- Known for: Paralympics, Archery, Volunteerism
- Website: https://worldarchery.sport/profile/24022/gabriel-george/biography

= Gabriel George =

Gabriel “Gabe” George is a medically retired U.S. Navy Corpsman and an American Paralympic athlete.

== Military career ==
George joined the Navy in July 2005 as a corpsman. His first deployment included bringing him to the Mediterranean, Israel, Haifa, Greece, Croatia, Europe, and Turkey; the second was to Guantanamo Bay, Cuba. He was medically retired in 2009 as a result of the injuries from his motorcycle accident

== Archery ==
In 2018, George was introduced to adaptive sports through the National Veterans Summer Sports Clinic in San Diego, where a Paralympic coach demonstrated how he could fire a bow using string—he went to buy a bow the next day. Soon George was looking to compete, participating in paralympic competitions while aiming to be included on Team USA. His dedication to the sport has led to participation in the 2019 DOD Warrior Games for Team Navy, candidacy for the Tokyo Paralympics in 2020 (prior to its cancellation), and an invitation to the Invictus Games in 2022 for Team USA.

※ ※ ※

*Exercise tasks:*
[1] Reproduce, word for word, the portion of the Gabriel George biography from "- Known for: Paralympics, Archery, Volunteerism" to "American Paralympic athlete.".
[2] Carry on the biography of Gabriel George, the Navy corpsman and Paralympic archer, from its final sentence onward.

Image-grounded pointing data

※ ※ ※

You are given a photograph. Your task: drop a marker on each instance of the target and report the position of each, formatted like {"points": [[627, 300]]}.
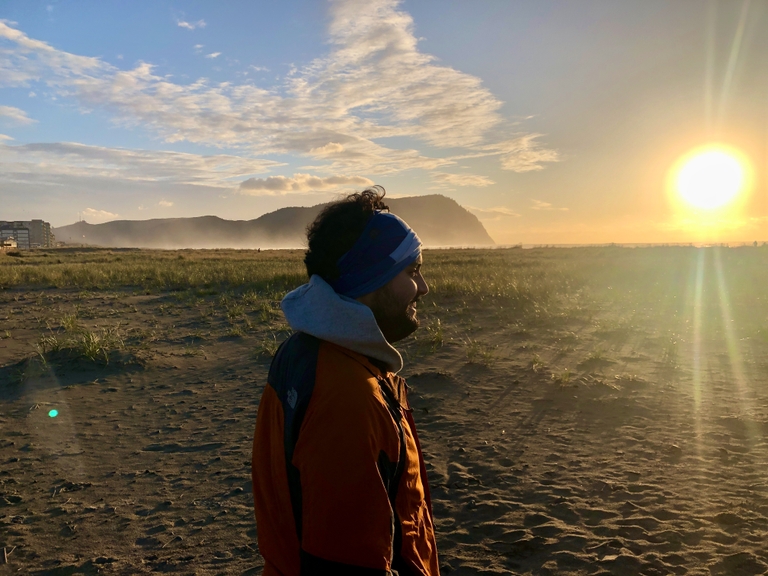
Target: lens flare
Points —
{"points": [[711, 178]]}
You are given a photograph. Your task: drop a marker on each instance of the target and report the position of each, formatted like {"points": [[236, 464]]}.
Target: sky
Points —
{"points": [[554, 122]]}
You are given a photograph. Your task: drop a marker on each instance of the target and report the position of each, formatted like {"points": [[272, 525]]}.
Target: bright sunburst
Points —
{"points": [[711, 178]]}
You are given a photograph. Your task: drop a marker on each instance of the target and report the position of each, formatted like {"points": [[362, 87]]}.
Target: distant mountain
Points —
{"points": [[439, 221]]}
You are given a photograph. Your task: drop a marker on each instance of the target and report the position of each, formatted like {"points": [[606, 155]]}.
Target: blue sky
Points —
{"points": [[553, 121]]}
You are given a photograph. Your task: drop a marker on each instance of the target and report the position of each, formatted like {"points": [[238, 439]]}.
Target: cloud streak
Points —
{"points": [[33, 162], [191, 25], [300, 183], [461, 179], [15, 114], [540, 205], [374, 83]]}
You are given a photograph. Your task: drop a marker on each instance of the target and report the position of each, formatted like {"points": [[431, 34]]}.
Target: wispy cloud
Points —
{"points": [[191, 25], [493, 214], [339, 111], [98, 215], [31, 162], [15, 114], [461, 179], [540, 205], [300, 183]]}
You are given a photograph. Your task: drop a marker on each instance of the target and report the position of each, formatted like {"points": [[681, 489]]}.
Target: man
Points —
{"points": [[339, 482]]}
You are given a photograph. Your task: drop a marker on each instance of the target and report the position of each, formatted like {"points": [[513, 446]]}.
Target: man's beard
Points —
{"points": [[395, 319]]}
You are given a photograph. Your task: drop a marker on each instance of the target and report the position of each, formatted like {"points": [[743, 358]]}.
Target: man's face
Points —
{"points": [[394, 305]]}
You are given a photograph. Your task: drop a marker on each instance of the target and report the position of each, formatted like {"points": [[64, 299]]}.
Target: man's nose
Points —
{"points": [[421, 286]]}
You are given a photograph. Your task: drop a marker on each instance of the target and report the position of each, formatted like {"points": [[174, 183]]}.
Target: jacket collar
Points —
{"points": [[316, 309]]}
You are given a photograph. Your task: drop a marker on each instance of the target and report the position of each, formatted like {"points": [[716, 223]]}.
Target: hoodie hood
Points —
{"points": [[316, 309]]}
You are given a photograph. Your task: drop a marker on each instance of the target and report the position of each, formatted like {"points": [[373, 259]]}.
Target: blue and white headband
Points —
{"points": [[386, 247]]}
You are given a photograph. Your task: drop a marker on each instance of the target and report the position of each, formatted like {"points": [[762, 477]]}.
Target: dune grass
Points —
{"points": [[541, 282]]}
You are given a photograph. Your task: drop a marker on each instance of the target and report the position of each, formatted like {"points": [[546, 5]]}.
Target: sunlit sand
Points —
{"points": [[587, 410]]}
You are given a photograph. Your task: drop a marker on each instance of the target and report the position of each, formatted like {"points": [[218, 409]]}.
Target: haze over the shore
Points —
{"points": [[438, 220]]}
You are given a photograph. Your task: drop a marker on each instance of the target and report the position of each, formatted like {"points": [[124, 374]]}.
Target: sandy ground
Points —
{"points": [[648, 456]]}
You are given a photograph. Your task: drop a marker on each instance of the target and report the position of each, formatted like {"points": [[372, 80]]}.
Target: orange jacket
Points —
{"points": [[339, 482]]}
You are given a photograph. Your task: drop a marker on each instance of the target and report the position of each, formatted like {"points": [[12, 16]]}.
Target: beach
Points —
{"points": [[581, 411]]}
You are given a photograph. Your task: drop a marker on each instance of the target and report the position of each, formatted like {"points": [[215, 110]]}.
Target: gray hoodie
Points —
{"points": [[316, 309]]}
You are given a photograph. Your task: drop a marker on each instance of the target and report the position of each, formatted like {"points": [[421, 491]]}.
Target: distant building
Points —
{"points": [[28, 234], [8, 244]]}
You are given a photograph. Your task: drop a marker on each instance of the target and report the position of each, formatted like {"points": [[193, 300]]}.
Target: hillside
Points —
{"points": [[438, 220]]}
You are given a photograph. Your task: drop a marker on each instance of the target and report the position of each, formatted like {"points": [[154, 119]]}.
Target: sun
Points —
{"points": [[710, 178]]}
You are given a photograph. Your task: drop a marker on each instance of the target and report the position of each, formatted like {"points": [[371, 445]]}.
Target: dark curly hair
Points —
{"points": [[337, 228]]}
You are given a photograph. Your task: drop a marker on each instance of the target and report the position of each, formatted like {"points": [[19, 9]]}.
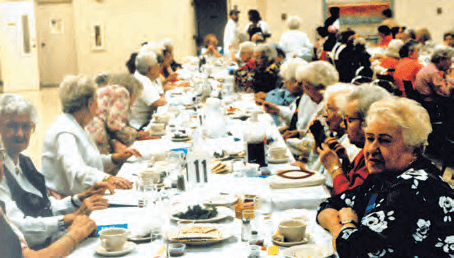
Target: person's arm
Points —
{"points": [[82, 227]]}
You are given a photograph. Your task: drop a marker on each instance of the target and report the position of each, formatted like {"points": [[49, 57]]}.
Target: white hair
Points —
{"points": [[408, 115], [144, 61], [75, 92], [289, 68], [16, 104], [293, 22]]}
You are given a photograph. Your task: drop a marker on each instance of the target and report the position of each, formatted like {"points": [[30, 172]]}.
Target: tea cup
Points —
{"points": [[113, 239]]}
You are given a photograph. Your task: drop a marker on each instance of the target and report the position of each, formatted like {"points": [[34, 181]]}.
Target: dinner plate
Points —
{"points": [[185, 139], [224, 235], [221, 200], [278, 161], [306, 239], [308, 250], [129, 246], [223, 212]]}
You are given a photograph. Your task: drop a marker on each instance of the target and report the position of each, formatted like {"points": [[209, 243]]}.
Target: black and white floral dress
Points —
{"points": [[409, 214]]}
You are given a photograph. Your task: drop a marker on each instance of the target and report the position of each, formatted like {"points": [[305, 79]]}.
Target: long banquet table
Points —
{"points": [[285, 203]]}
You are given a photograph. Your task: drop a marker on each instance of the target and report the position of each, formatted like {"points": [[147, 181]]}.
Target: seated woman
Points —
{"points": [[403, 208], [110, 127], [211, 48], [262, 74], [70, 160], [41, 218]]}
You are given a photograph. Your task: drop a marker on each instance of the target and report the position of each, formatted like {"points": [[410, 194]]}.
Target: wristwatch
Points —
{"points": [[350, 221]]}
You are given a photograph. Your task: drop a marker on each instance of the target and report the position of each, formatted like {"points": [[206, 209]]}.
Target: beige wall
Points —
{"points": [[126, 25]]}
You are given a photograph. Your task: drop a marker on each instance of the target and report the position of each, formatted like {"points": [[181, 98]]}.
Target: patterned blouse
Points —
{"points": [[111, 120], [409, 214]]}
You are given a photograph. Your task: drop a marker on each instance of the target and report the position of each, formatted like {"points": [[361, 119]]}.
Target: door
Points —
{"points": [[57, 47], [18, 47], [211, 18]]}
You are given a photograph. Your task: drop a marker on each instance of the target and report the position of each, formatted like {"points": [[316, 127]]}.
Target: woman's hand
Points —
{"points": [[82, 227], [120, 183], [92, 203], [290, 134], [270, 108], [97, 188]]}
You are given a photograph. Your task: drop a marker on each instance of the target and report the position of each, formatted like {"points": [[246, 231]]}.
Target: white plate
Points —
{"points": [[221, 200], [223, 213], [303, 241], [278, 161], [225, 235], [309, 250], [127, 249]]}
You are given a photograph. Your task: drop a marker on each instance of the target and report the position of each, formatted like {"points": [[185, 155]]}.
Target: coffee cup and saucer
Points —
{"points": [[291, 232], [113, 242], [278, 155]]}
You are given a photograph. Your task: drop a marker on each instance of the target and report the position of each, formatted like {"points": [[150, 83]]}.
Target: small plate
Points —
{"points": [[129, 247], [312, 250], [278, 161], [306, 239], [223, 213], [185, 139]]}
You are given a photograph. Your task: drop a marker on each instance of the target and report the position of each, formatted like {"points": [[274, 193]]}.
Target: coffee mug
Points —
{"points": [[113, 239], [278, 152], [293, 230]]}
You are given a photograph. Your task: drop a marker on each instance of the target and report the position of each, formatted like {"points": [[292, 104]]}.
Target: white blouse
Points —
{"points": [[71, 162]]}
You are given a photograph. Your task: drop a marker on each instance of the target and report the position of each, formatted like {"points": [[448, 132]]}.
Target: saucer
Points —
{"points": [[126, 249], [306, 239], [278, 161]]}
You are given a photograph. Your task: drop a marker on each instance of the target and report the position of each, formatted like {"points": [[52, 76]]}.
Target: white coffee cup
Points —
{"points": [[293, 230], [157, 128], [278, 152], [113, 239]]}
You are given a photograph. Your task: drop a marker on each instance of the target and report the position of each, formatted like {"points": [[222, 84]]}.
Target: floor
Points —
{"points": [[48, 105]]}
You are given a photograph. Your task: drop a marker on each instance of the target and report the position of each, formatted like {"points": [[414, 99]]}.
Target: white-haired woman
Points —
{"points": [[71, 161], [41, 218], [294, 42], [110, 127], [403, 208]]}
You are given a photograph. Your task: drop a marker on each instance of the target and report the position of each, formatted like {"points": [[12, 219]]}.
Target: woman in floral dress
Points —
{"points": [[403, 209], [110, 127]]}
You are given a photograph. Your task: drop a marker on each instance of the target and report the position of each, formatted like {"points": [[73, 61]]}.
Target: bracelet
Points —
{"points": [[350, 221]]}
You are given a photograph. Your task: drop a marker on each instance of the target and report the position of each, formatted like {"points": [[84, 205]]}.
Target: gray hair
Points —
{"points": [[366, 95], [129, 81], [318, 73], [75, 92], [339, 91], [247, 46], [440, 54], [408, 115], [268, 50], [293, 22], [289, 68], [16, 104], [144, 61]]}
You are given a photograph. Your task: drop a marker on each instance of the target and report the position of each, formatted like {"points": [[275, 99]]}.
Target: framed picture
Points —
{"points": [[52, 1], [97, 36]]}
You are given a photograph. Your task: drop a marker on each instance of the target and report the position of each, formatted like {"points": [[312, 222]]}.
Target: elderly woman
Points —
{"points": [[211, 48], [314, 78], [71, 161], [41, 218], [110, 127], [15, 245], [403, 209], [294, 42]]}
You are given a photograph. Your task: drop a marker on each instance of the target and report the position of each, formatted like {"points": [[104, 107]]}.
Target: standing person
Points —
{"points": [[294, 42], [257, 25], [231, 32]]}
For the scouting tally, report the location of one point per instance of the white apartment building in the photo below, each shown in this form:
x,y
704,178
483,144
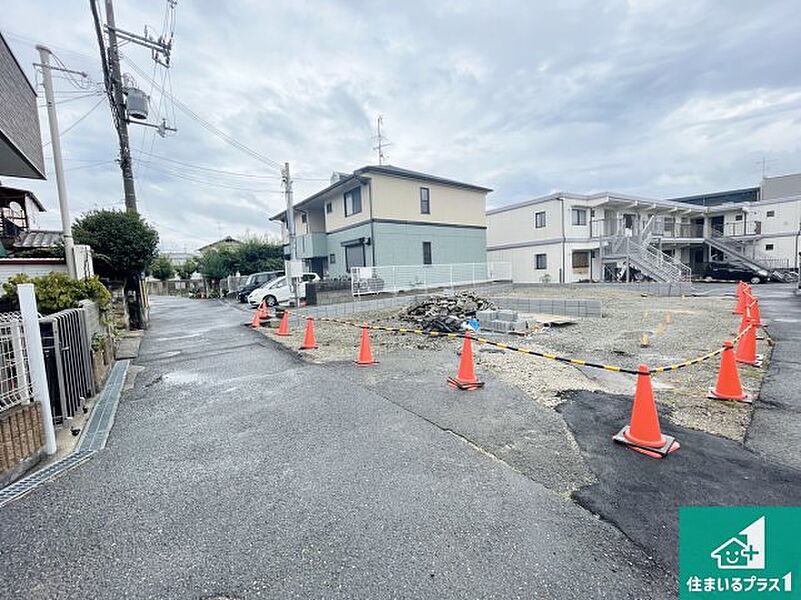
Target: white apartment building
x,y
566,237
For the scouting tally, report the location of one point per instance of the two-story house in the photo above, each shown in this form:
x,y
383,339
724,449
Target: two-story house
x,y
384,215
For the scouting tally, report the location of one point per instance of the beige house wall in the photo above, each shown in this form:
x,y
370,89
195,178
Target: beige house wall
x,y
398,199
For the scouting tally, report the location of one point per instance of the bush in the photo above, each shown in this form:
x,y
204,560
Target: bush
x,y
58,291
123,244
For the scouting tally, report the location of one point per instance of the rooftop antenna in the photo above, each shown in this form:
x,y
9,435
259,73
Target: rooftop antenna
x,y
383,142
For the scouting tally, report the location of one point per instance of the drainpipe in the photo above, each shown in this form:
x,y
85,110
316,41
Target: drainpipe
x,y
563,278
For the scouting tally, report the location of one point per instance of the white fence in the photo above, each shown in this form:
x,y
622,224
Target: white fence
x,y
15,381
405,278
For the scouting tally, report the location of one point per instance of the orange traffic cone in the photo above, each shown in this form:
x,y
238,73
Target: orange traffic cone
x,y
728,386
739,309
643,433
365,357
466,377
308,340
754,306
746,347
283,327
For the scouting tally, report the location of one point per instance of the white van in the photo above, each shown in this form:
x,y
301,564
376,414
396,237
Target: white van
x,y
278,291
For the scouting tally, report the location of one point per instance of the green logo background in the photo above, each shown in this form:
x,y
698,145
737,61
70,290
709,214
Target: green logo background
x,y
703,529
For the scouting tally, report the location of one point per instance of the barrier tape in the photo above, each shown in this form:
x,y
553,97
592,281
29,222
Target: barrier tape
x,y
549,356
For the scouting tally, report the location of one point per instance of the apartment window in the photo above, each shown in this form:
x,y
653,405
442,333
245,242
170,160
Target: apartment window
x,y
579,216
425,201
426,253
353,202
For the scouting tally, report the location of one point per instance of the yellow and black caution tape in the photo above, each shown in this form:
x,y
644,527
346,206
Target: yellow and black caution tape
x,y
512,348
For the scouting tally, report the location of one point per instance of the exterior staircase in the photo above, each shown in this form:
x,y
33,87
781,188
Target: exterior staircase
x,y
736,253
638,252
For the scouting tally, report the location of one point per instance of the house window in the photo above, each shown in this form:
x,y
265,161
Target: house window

※ ※ ※

*Answer section:*
[1]
- Known for: Paralympics, Archery, Volunteerism
- Website: https://worldarchery.sport/profile/24022/gabriel-george/biography

= Gabriel George =

Gabriel “Gabe” George is a medically retired U.S. Navy Corpsman and an American Paralympic athlete.

[2]
== Advocacy ==
=== Medical marijuana ===
Because of his motorcycle accident, George suffers from chronic pain due to nerve damage. His neurologist was the first to suggest medical marijuana as a potential treatment for the side effects of his pharmaceutical regimen. George has expressed that taking the drug improves his quality of life, combating the chronic pain while also not adding any side-effects

== Appearances ==
In 2019 George was a feature interviewee on the Making Good episode Veterans Oceans Adventures, aired by the BYUtv channel.

George was a contestant on the American Go Big Show, appearing for the first time on January 14, 2021 as a contestant on the episode “You Can’t Unsee This!” After earning the high score in his match-up, he moved on to be a semi-finalist and appeared a second time on February 25’s episode “Go Big, Fly High.”